◆ Exercise tasks:
A. Answer these questions using the passage on the 1880 Italian general election below:
(i) Who led the Historical Right?
(ii) How many seats did the Dissident Left win?
(iii) On what date was the second round of voting held?
B. Translate this sentence from the passage on the 1880 Italian general election below into Spanish: "General elections were held in Italy on 16 May 1880, with a second round of voting on 23 May."
C. Carry on the passage on the 1880 Italian general election below, picking up after its final sentence.

◆ Text passage:
All 508 seats in the Chamber of Deputies 255 seats needed for a majority
|  | Majority party | Minority party | Third party |
| Leader | Agostino Depretis | Marco Minghetti | Giuseppe Zanardelli |
| Party | Historical Left | Historical Right | Dissident Left |
| Seats won | 218 | 171 | 119 |
| Seat change | −196 | +77 | New |
| Popular vote | 146,096 | 135,717 | 70,479 |
| Percentage | 40.76% | 37.86% | 19.66% |
| Swing | −29.45 pp | +9.66 pp | New |
- Results by electoral college
| Prime Minister before election Benedetto Cairoli Historical Left | Subsequent Prime Minister Benedetto Cairoli Historical Left |

= 1880 Italian general election =

General elections were held in Italy on 16 May 1880, with a second round of voting on 23 May.

◆ Entries taken from a collection:

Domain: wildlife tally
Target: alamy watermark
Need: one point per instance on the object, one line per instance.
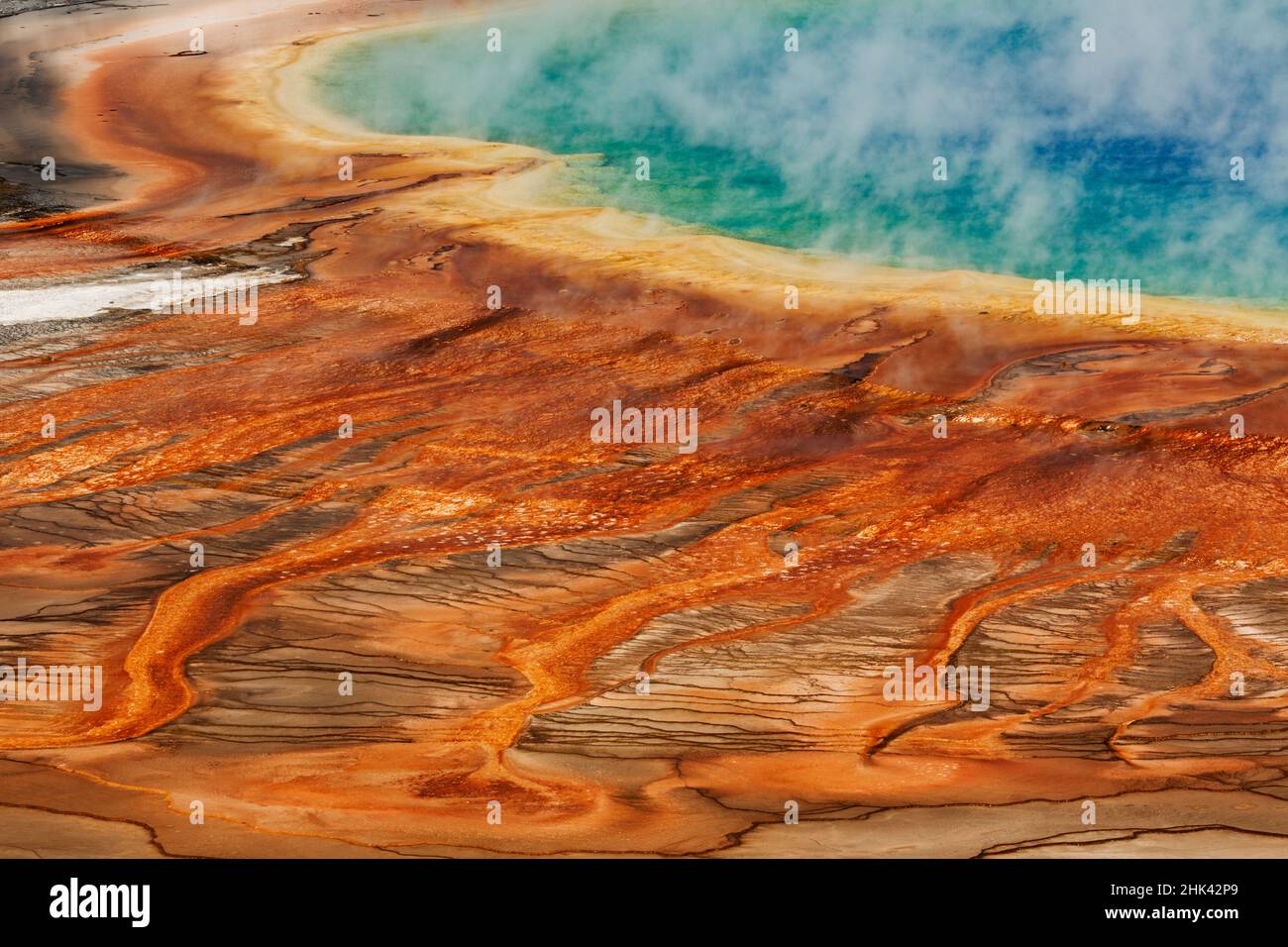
(1063, 296)
(232, 295)
(653, 425)
(938, 684)
(59, 684)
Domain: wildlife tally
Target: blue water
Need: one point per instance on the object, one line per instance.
(1102, 163)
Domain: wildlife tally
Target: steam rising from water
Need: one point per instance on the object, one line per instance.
(1107, 163)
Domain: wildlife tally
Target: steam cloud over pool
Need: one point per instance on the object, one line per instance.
(1100, 163)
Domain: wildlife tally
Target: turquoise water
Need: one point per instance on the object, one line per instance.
(1102, 163)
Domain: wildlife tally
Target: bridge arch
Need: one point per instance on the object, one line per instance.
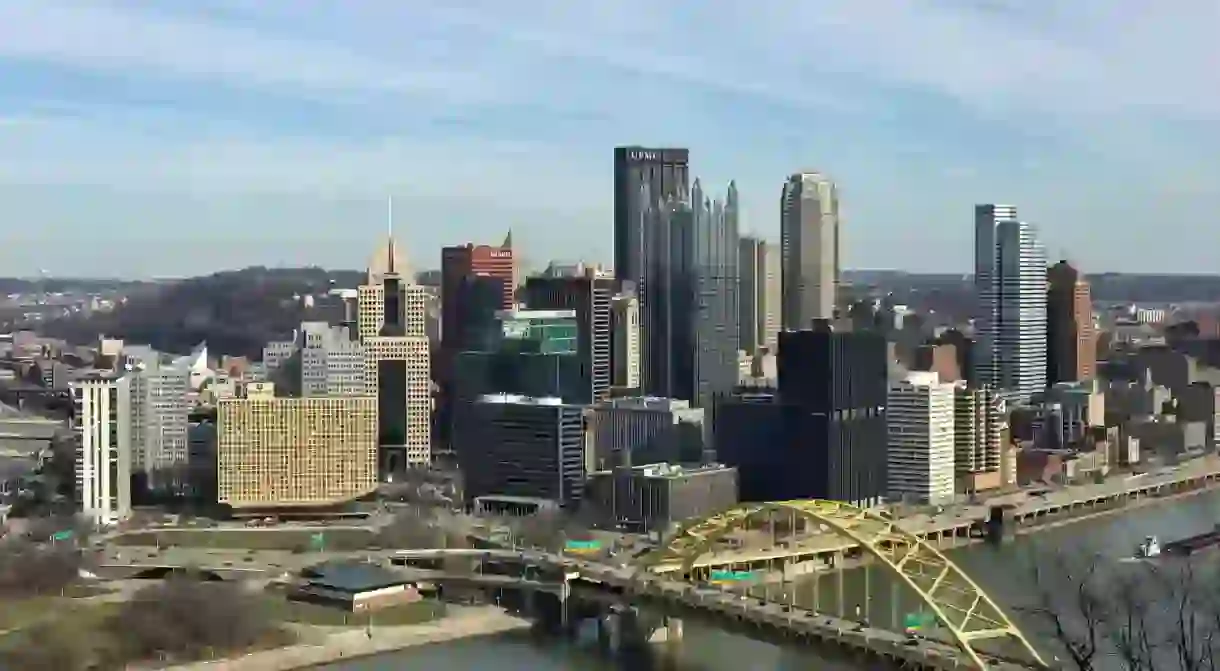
(971, 616)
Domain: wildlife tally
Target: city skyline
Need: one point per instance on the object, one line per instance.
(223, 134)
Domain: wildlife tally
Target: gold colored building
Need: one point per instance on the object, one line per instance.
(295, 452)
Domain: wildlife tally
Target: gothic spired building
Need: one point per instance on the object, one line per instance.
(665, 172)
(392, 319)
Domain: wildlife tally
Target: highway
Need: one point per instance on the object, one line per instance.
(797, 621)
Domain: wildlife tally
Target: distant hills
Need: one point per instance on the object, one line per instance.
(236, 312)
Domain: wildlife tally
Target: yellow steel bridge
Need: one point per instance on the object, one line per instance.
(957, 602)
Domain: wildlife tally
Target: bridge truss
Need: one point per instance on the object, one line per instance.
(960, 605)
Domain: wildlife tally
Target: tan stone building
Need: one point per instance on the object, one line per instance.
(294, 452)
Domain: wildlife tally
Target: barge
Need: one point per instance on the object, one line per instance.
(1192, 544)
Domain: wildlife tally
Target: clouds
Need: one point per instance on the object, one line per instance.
(477, 111)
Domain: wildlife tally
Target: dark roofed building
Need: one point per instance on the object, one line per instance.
(355, 586)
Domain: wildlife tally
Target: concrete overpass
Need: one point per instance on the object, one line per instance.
(160, 571)
(776, 622)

◆ Exercise responses:
A.
(i) Marco Minghetti
(ii) 119
(iii) 23 May

B. Se celebraron elecciones generales en Italia el 16 de mayo de 1880, con una segunda vuelta de votación el 23 de mayo.

C.
==Campaign==
The Historical Left was led by the Prime Minister of Italy, Agostino Depretis, longtime Prime Minister of Italy.

The bloc of the Historical Right was led by Marco Minghetti, a conservative politician and former Prime Minister, from Bologna.

A third large parliamentary group was the Dissident Left, composed by former members of the Left, which were against the alliance with the Right. Also known as La Pentarchia (The Pentarchy), its main leader was Giuseppe Zanardelli, a jurisconsult from Brescia.

==Parties and leaders==

| Party |  | Ideology | Leader |
|---|---|---|---|
|  | Historical Left | Liberalism | Agostino Depretis |
|  | Historical Right | Conservatism | Marco Minghetti |
|  | Dissident Left | Progressivism | Giuseppe Zanardelli |

==Results==
The Historical Left group emerged as the largest in Parliament, although left-wing dissidents won 119 of the 508 seats, becoming the third parliamentary group. Only 621,896 men of a total population of around 29 million were entitled to vote. Benedetto Cairoli was confirmed Prime Minister by the king Umberto I.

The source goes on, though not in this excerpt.